- [WHAT IS EXPECTED]
Omit every picture while repeating the entries exactly.

- [PROVIDED DATA]
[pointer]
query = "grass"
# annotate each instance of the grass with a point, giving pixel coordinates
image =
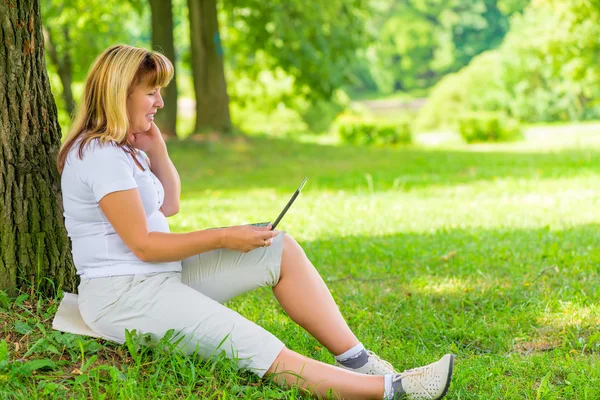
(487, 251)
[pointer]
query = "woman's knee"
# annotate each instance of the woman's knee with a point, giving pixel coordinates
(290, 245)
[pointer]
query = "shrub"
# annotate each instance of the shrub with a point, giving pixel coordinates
(359, 132)
(488, 127)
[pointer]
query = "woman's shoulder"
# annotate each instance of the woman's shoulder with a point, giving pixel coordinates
(96, 148)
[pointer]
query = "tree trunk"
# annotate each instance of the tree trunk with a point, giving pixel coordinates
(212, 101)
(33, 241)
(162, 40)
(64, 69)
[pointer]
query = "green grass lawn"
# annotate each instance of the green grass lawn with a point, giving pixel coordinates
(488, 251)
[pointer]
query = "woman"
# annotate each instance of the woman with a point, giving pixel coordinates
(118, 187)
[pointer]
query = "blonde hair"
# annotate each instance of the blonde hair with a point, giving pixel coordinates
(103, 111)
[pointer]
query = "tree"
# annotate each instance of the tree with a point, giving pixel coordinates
(162, 40)
(312, 43)
(33, 241)
(212, 101)
(76, 31)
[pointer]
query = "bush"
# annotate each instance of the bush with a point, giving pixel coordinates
(374, 133)
(488, 127)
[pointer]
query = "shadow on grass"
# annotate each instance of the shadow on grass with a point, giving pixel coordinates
(281, 164)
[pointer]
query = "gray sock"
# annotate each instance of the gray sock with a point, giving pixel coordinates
(354, 358)
(393, 390)
(356, 361)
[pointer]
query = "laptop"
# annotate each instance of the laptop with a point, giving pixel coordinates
(287, 206)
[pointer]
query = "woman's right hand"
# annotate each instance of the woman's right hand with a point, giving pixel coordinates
(245, 238)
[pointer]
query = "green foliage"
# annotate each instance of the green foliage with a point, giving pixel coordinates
(78, 30)
(476, 87)
(470, 244)
(547, 69)
(416, 42)
(313, 42)
(380, 133)
(488, 127)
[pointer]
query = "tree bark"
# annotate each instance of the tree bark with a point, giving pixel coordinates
(162, 40)
(212, 101)
(35, 251)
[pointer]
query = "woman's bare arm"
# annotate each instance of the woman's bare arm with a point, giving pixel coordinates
(125, 212)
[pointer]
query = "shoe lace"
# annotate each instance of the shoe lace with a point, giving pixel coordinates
(414, 373)
(376, 357)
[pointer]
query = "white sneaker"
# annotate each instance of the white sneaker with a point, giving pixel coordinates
(428, 382)
(374, 366)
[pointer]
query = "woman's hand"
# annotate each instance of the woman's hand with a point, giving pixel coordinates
(245, 238)
(149, 142)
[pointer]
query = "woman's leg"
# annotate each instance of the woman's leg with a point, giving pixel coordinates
(306, 299)
(320, 379)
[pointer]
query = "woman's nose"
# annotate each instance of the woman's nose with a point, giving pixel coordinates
(159, 103)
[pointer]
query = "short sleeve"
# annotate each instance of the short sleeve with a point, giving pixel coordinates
(106, 169)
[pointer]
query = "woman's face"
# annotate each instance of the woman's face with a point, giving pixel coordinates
(142, 104)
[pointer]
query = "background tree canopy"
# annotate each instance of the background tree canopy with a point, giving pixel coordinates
(292, 66)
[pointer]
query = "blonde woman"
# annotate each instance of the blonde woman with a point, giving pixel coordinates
(119, 186)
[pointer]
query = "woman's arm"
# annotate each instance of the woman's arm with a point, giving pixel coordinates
(125, 212)
(153, 144)
(162, 166)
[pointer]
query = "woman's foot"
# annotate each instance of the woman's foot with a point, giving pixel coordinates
(370, 365)
(424, 383)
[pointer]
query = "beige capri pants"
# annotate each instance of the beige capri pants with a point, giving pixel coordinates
(190, 303)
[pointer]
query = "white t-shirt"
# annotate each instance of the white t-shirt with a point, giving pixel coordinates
(98, 251)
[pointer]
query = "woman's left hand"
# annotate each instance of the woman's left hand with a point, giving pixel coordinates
(149, 142)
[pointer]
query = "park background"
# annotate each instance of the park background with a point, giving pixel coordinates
(452, 154)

- [CORRECT RESPONSE]
[pointer]
query = "grass"
# annotate each instance of the grass with a point, giving pixel coordinates
image =
(487, 251)
[pointer]
query = "woman's knee"
# annotate each instance of the woman's knee with a point, giving pixel coordinates
(290, 245)
[pointer]
query = "shrub"
# annotate each instance of the shrub with a point, giving pixel coordinates
(359, 132)
(488, 127)
[pointer]
query = "woman's shoulder"
# annotate each instance of the woman's shoulder with a point, giving pixel coordinates
(96, 148)
[pointer]
query = "tree trunk"
# annotate each instance of the tree trunk with a point, giving pixel coordinates
(212, 101)
(33, 241)
(162, 40)
(64, 69)
[pointer]
query = "green grass lawn"
# annotate each instance of the green grass lawn with a point, giving pixel coordinates
(488, 251)
[pointer]
query = "woman"
# annotate each instance of the woman with a point, giving pixel coordinates
(118, 187)
[pointer]
query = "blonde hair"
# annotate each instance of the blonde hair with a point, giving pixel coordinates
(103, 111)
[pointer]
query = "tree"
# annotate each instance of the tree with a point, giving pixel coordinates
(162, 40)
(312, 43)
(33, 241)
(212, 101)
(76, 31)
[pointer]
query = "bush"
# annotate each instance of the bush with a point, giving pixel coordinates
(374, 133)
(488, 127)
[pointer]
query = "shadow on grass"
# annotate each instance of the shadow on grass with a point, giving pixel coordinates
(281, 164)
[pointer]
query = "gray sock"
# annotate each instance of the gray sock with a point, giving pixel coordinates
(354, 358)
(393, 390)
(356, 361)
[pointer]
query = "laptop"
# annotate each instance of the laptop with a point, giving pixel coordinates
(287, 206)
[pointer]
query = "woman's right hand"
# annotate each instance of the woman's right hand with a point, giving pixel coordinates
(245, 238)
[pointer]
query = "green foliage"
# annotate each instance of the green foliage with a point, giving pixel coordinates
(78, 30)
(476, 87)
(470, 244)
(547, 69)
(416, 42)
(313, 42)
(380, 133)
(488, 127)
[pointer]
query = "tree bark"
# annotate each instance of the tree bark with a point, giving pixel coordinates
(162, 40)
(212, 101)
(35, 251)
[pointer]
query = "woman's bare arm"
# annotate each instance of the woman's bare arm with a point, giving pixel coordinates
(125, 212)
[pointer]
query = "shoe lace"
# annotate each instance of the shoe lace with a point, giving pixel coordinates
(414, 373)
(376, 357)
[pointer]
query = "white sneaker"
# annotate each instance of the white sneaker with a point, giving pixel coordinates
(428, 382)
(374, 366)
[pointer]
query = "woman's hand"
# annotate each instance of the woman's hand with a point, giving pixel coordinates
(245, 238)
(149, 142)
[pointer]
query = "woman's leg"
# annotate each instance of the woman's leg with a point, giving pixel coordinates
(306, 299)
(320, 379)
[pointer]
query = "woman's nose"
# annotate each instance of the woman's nose with a point, giving pixel coordinates
(159, 103)
[pointer]
query = "short sleeve"
# annotate each instance of the short sleeve with a point, giving pixel coordinates
(106, 169)
[pointer]
query = "woman's face"
# annotate each instance of the woman's face with a point, giving pixel coordinates
(142, 104)
[pointer]
query = "background tree canopy"
# annotate each instance of the background tree canopy with a point, giving pixel coordinates
(292, 66)
[pointer]
query = "blonde woman"
# annotate each instance of the blonde woman with a point, giving pixel coordinates
(119, 186)
[pointer]
query = "woman's arm"
# annotate each instance of the woman's arm with a point, giving pixel coordinates
(125, 212)
(153, 144)
(162, 166)
[pointer]
query = "woman's foot"
# annotate each instance of the woman's foot with a point, giving pixel coordinates
(370, 365)
(424, 383)
[pointer]
query = "beige capri pants"
# annotate each instance of the beige capri pants with a point, giving pixel coordinates
(190, 303)
[pointer]
query = "white t-shirt"
# annotate each instance of the white t-shirt with a point, giving pixel coordinates
(98, 251)
[pointer]
query = "woman's left hand"
# annotate each instance of the woman's left hand with a point, giving pixel coordinates
(149, 142)
[pointer]
query = "park background"
# annotate each instance of the park background with a point, giving pixel coordinates
(452, 154)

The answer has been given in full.